• [YOUR TASKS]:
A. Based on the abstract on melatonin and cisplatin, decide whether each statement agrees with it: (i) the HepG2 cells were treated for 24 to 48 h; (ii) cell viability was calculated by flow cytometry; (iii) the selected melatonin concentration was 1 mmol/L. For each, answer yes or no and quote the words from the abstract that decide it.
B. Extend the abstract on melatonin and cisplatin with one more paragraph that follows its last sentence.

• [EXTRACTED TEXT]:
↓↓↓

Published online Apr 27, 2014. doi: 10.4254/wjh.v6.i4.230
Revised: January 9, 2014
Accepted: April 3, 2014
Published online: April 27, 2014
Processing time: 206 Days and 20.6 Hours
AIM: To elucidate the effects of melatonin on cisplatin-induced hepatocellular carcinoma (HepG2) cell death and to identify potential cross-talk pathways.
METHODS: Hepatocellular carcinoma HepG2 cells were treated with melatonin and/or cisplatin for 24 to 48 h. Cell viability and the 50% cytotoxic concentration (CC50) were calculated by MTT assays. The effects and intracellular events induced by the selected concentrations of melatonin (1 mmol/L) and cisplatin (20 μmol/L) were investigated. Cell death and survival detection were primarily evaluated using a fluorescence microscope to assess 4',6 diamideno-2-phenylindol DNA staining and acridine orange lysosome staining and then further analyzed with immunocytochemistry using an anti-LC3 antibody. The potential molecular responses mediated by melatonin against cisplatin after the combined treatment were investigated by reverse transcription-polymerase chains reaction and Western blot analyses of the genes and proteins associated with cell survival and death. A cell cycle analysis was performed using a flow cytometry assay.

↑↑↑

Photo-based referring expression data
↓↓↓

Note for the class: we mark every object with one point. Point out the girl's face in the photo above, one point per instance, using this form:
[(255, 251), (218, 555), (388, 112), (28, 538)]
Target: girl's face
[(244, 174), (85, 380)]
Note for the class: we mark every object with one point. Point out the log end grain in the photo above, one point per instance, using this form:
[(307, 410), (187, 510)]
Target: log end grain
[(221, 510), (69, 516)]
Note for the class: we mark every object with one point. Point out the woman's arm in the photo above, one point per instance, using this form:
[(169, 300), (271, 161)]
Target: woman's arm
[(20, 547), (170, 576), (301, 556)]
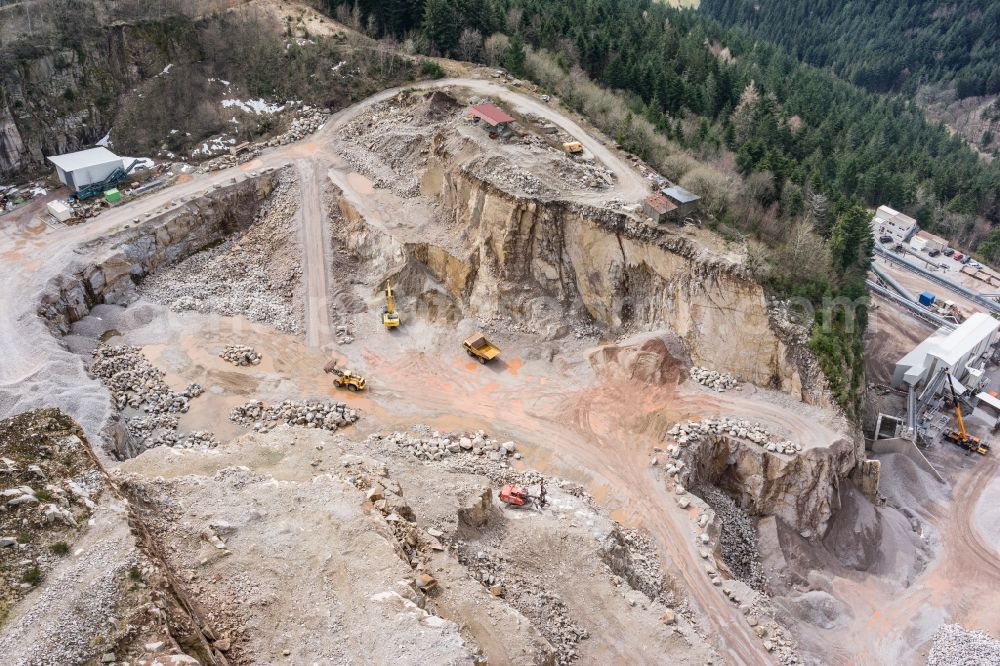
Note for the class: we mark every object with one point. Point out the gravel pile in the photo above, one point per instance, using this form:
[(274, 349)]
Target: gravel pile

↑↑↑

• [ANSWERS]:
A.
(i) Yes: "Hepatocellular carcinoma HepG2 cells were treated with melatonin and/or cisplatin for 24 to 48 h."
(ii) No: "Cell viability and the 50% cytotoxic concentration (CC50) were calculated by MTT assays."
(iii) Yes: "the selected concentrations of melatonin (1 mmol/L) and cisplatin (20 μmol/L)"

B.
RESULTS: Melatonin had a concentration-dependent effect on HepG2 cell viability. At 1 mmol/L, melatonin significantly increased the cell viability percentage and decreased reactive oxygen species production due to cisplatin. Melatonin reduced cisplatin-induced cell death, decreasing phosphorylated p53 apoptotic protein, cleaved caspase 3 and Bax levels but increasing anti-apoptotic Bcl-2 gene and protein expression. When combined with cisplatin, melatonin induced S phase (DNA synthesis) cell cycle arrest and promoted autophagic events in HepG2 cells. Melatonin also had a concentration-dependent effect on Beclin-1 and its autophagic regulator mammalian target of rapamycin (mTOR) as well as the DNA excision repair cross complementary 1 (ERCC1) protein. The expression levels of these proteins were altered in HepG2 cells during cisplatin or melatonin treatment alone. In the combination treatment, melatonin reversed the effects of cisplatin by suppressing the over-expression of mTOR and ERCC 1 and enhancing the expression levels of Beclin-1 and microtubule-associated protein-light chain3-II, leading to intracellular autophagosome progression.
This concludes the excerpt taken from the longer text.